# INFORMATION SHOWN start

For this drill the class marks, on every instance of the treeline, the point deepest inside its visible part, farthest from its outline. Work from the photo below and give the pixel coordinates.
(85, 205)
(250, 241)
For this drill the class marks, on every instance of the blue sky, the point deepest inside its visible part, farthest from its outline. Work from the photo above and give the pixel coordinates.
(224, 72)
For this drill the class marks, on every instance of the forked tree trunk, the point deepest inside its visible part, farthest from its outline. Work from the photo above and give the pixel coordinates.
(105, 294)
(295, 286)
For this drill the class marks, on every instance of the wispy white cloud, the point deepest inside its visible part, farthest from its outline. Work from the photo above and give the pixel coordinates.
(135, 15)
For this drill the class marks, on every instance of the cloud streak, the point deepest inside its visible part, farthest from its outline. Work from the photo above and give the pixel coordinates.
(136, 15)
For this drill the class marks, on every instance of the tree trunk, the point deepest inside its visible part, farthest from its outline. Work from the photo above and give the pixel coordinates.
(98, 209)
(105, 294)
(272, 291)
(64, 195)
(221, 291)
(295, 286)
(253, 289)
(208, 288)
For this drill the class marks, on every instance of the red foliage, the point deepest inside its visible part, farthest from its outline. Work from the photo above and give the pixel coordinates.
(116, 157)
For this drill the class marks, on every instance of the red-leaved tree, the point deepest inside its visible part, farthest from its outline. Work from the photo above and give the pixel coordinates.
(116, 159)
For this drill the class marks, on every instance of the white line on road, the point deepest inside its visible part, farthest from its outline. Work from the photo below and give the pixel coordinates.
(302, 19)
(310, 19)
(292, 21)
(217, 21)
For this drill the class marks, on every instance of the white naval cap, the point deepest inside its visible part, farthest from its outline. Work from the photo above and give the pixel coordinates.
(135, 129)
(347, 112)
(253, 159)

# INFORMATION SHOWN end

• **WORK TO DO**: Please convert every row above into a Markdown table with two columns, Number and Line, numbering each line in order and leaving out blank lines.

• **TASK SOLUTION**:
| Number | Line |
|---|---|
| 1 | For this drill the class marks, on every instance of the treeline, the point deepest inside its visible part, farthest from its outline. Work from the photo below and give the pixel coordinates. |
| 2 | (85, 205) |
| 3 | (250, 241) |
| 4 | For this drill the class marks, on every instance of the blue sky, the point deepest inside its visible part, farthest from its outline. Work from the photo above and give the pixel coordinates. |
| 5 | (224, 72) |
| 6 | For this drill the class marks, on every instance of the forked tree trunk, the point deepest inside its visible part, farthest from its outline. Work from the photo above and give the pixel coordinates. |
| 7 | (105, 294) |
| 8 | (295, 286) |
| 9 | For this drill the class marks, on every instance of the wispy white cloud, the point deepest inside its visible part, farthest from its outline. Work from the photo above and give the pixel coordinates. |
| 10 | (135, 15) |
| 11 | For this drill the class marks, on every instance of the cloud streak, the point deepest inside its visible part, farthest from its outline. Work from the photo above and give the pixel coordinates. |
| 12 | (136, 15) |
| 13 | For this drill the class marks, on every instance of the tree trunk, the point deepest inside its visible part, farthest from its outline. Work from the photo above and give the pixel coordinates. |
| 14 | (98, 209) |
| 15 | (105, 294) |
| 16 | (272, 291) |
| 17 | (64, 195) |
| 18 | (221, 291) |
| 19 | (295, 286) |
| 20 | (253, 289) |
| 21 | (208, 288) |
| 22 | For this drill the class marks, on every instance of the red foliage, the point deepest inside its visible part, farthest from its outline. Work from the photo above and give the pixel coordinates. |
| 23 | (116, 157) |
| 24 | For this drill the class marks, on every instance of the red-leaved tree, the point deepest inside its visible part, farthest from its outline. Work from the photo above and give the pixel coordinates. |
| 25 | (116, 159) |
| 26 | For this drill the class marks, on every instance of the white line on road, the point deepest inside its visible part, farthest from its outline. Work from the photo below and give the pixel coordinates. |
| 27 | (302, 19) |
| 28 | (310, 19) |
| 29 | (292, 21) |
| 30 | (217, 21) |
| 31 | For this drill the class marks, on every instance of the white naval cap, the point deepest inside its visible part, farthest from its outline. Work from the photo above and give the pixel coordinates. |
| 32 | (135, 129) |
| 33 | (347, 112) |
| 34 | (253, 159) |